### CONSIGNE A:
Pouvez-vous recopier le passage du texte sur Gérard Gartner qui va de « Sous le porche, à » jusqu'à « de son travail. » inclus ?
### CONSIGNE B:
Poursuivez le texte sur le sculpteur Gérard Gartner à partir de sa dernière phrase.

Sous le porche, à l’entrée de sa maison située à quelques encablures de Cahors : un amas d’outils, de bouts de métal, de bouteilles en plastique, de rebuts de toutes sortes… Et couchées dans un coin, deux sculptures longiformes, à moitié déglinguées, abandonnées à leur triste sort et condamnées à disparaître. A 81 ans, Gérard Gartner a définitivement tiré un trait sur sa vie de sculpteur, ou plutôt « d’a-sculpteur, c’est-à-dire en dehors, tout comme le sont les a-narchistes », précise-t-il. Mais pas à la manière de ces artistes qui annoncent en grande pompe leur retrait de la scène, non, en détruisant de manière radicale et irréversible l’ensemble de son travail.

### DOCUMENTS FOURNIS:
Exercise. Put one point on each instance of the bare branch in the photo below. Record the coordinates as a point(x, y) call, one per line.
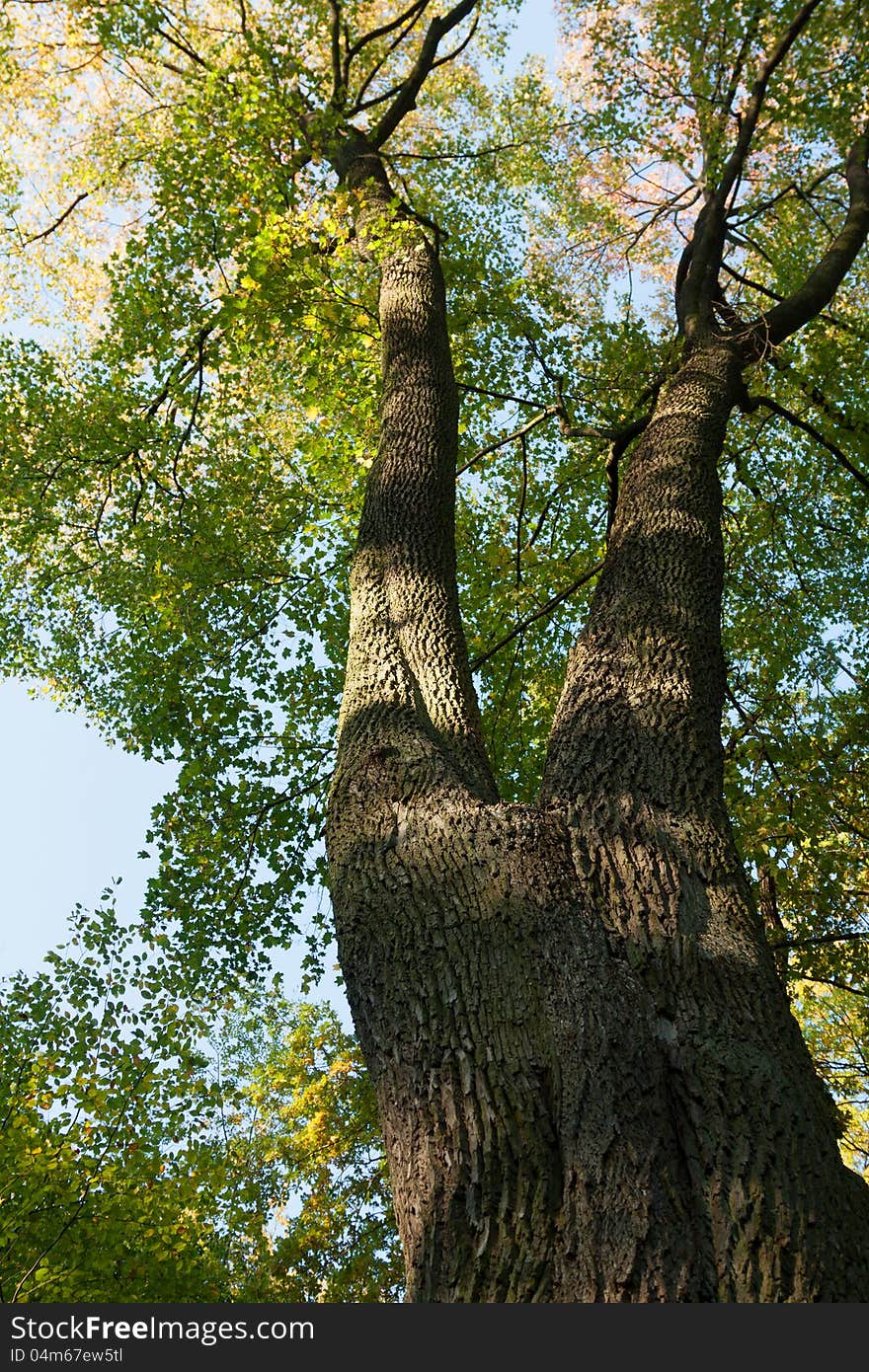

### RÉPONSE ATTENDUE A:
Sous le porche, à l’entrée de sa maison située à quelques encablures de Cahors : un amas d’outils, de bouts de métal, de bouteilles en plastique, de rebuts de toutes sortes… Et couchées dans un coin, deux sculptures longiformes, à moitié déglinguées, abandonnées à leur triste sort et condamnées à disparaître. A 81 ans, Gérard Gartner a définitivement tiré un trait sur sa vie de sculpteur, ou plutôt « d’a-sculpteur, c’est-à-dire en dehors, tout comme le sont les a-narchistes », précise-t-il. Mais pas à la manière de ces artistes qui annoncent en grande pompe leur retrait de la scène, non, en détruisant de manière radicale et irréversible l’ensemble de son travail.

### RÉPONSE ATTENDUE B:
Des 250 sculptures façonnées par l’artiste à partir de déchets plastiques collectés dans les décharges, aujourd’hui, il ne reste rien. Juste un gros tas de paillettes accumulé dans un hangar et appelé à renaître sous la forme d’un bidon, d’un tableau de bord de voiture ou d’une fourrure polaire. Retour à la case départ pour ces rebus ! Fin d’une histoire, ou plutôt d’une tranche de vie débutée dans les années 1970. Un geste fou ? Non, pour cet artiste qui a exposé dans le monde entier et a toujours refusé de vendre ses œuvres, cette destruction n’a rien d’extraordinaire. Elle est même naturelle, dans l’ordre des choses. « L’art n’a de valeur que pour son créateur : ces sculptures m’ont permis de me connaître et de me construire, explique-il. Aujourd’hui, elles ne me sont d’aucune utilité. Il était temps de leur rendre leur liberté et de les réintégrer dans le grand tout ». Tout ce qui a été doit disparaître. Tout est transitoire, mouvant et appelé à mourir et à renaître sous une autre forme. « Pour les Gitans, les objets n’ont aucune valeur, confirme son vieil ami, le cinéaste Tony Gatlif. Ils tracent leur route et ne s’attachent à l’argent que pour se nourrir. Ils sont à contre-courant du matérialisme de notre époque, ce qui les rend d’autant plus suspects aux yeux de la société. »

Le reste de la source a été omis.